■ **Written instruction**
Write out the data again, starting at the line that has "Return the mask of every instance of the green shrub." and stopping after the line that has "83], [138, 74]]". Shift every coordinate in the outlines by -18, and keep all other lines as they are.

◆ ◆ ◆ ◆ ◆ ◆ ◆

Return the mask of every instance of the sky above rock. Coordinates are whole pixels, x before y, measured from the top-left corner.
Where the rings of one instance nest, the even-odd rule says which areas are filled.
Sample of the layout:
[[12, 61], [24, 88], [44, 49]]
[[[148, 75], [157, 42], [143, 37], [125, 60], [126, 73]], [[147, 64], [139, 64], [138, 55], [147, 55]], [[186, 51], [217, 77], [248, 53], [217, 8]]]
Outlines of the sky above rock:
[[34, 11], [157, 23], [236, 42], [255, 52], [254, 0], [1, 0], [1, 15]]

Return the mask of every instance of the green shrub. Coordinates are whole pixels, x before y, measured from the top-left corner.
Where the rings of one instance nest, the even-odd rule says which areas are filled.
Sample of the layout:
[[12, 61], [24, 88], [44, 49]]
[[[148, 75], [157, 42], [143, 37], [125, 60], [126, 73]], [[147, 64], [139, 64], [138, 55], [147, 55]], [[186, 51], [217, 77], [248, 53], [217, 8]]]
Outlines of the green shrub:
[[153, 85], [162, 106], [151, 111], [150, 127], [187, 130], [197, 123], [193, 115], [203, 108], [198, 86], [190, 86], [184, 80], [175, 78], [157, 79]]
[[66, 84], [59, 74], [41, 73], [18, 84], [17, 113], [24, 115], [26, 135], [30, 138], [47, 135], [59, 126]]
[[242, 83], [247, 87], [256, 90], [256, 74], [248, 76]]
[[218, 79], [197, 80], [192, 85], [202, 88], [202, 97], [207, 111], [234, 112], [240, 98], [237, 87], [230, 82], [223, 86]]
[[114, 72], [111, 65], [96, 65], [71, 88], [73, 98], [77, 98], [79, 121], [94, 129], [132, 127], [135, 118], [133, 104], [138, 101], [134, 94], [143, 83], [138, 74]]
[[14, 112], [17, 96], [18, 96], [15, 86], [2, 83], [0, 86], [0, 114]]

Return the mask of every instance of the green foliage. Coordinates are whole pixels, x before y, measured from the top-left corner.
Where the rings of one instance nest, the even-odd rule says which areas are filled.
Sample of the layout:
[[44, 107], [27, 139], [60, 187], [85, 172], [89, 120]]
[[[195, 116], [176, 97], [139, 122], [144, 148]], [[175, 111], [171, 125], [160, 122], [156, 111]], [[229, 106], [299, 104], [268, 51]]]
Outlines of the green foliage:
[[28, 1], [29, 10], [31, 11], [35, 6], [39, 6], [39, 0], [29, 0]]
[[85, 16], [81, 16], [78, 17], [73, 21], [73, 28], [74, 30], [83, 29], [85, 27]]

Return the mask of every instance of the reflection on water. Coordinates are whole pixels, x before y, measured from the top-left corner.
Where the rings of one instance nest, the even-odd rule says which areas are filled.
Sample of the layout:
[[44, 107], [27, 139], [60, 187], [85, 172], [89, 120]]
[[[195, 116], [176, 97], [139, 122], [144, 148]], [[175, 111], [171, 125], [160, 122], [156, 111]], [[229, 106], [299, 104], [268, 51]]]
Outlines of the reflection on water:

◆ ◆ ◆ ◆ ◆ ◆ ◆

■ **Written solution**
Return the mask of every instance of the green shrub. Coordinates are whole pixels, x before y, measured from the top-left corner.
Where the rings of one instance nest, the even-odd rule says which areas are filled.
Sample of the layout:
[[12, 61], [24, 88], [44, 49]]
[[[148, 75], [157, 42], [143, 37], [125, 60], [126, 73]], [[147, 64], [139, 64], [138, 55], [147, 55]], [[186, 51], [217, 77], [248, 53], [217, 8]]]
Outlines of the green shrub:
[[135, 67], [144, 88], [133, 93], [132, 109], [169, 112], [179, 105], [175, 97], [185, 90], [180, 68], [172, 68], [166, 62], [157, 60], [139, 61]]
[[48, 66], [41, 56], [23, 55], [0, 66], [-1, 95], [6, 97], [8, 117], [12, 120], [29, 117], [41, 108]]
[[224, 65], [229, 69], [238, 72], [238, 56], [230, 58]]
[[200, 61], [179, 62], [174, 67], [184, 70], [184, 79], [189, 93], [216, 94], [222, 80], [219, 69], [212, 64], [205, 68]]
[[96, 54], [93, 47], [78, 47], [53, 70], [55, 80], [59, 80], [61, 103], [76, 111], [114, 109], [117, 100], [115, 86], [120, 83], [116, 76], [125, 65], [120, 56]]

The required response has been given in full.